Exercise directions: Rewrite the lines from the one containing "outline --target=smiling man" through the one containing "Mark the region of every instance of the smiling", replacing "smiling man" with "grinning man" and leaving everything else unchanged.

Supplied material:
════════════════

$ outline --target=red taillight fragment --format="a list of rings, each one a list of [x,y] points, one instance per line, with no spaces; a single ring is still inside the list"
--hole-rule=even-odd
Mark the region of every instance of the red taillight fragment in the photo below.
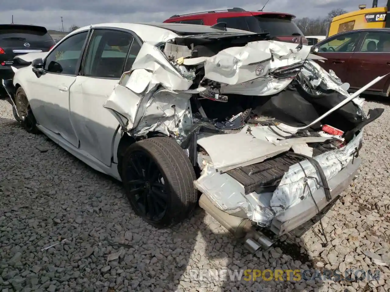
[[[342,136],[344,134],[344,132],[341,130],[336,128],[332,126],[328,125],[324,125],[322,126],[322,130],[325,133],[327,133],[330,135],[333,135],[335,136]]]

════════════════

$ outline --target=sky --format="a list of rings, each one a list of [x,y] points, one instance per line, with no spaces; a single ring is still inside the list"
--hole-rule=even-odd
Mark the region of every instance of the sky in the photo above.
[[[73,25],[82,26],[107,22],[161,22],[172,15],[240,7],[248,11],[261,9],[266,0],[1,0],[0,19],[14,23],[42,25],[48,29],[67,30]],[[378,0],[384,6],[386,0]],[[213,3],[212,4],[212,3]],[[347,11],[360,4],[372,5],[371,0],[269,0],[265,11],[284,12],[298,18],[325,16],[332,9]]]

════════════════

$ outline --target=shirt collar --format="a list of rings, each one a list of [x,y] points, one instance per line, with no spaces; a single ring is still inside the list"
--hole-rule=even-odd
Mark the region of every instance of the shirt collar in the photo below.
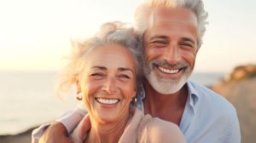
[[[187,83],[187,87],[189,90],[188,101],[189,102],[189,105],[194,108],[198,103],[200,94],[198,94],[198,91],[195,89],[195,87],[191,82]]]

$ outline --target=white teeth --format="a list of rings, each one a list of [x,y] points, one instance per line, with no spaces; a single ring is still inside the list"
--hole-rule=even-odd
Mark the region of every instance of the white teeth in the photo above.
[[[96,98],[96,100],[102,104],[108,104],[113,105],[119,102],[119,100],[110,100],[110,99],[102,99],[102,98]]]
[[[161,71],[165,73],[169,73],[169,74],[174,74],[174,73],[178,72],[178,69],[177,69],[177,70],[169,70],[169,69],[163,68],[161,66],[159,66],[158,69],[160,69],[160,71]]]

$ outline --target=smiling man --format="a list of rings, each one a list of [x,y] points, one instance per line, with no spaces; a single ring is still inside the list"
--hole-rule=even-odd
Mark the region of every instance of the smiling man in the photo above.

════════════════

Expected answer:
$ outline --target=grinning man --format="a list of rings, each one a list of [x,y] points, one instance per line, with no spaces; a single ring is still inside the list"
--hole-rule=even-odd
Mark the region of every instance of the grinning man in the photo above.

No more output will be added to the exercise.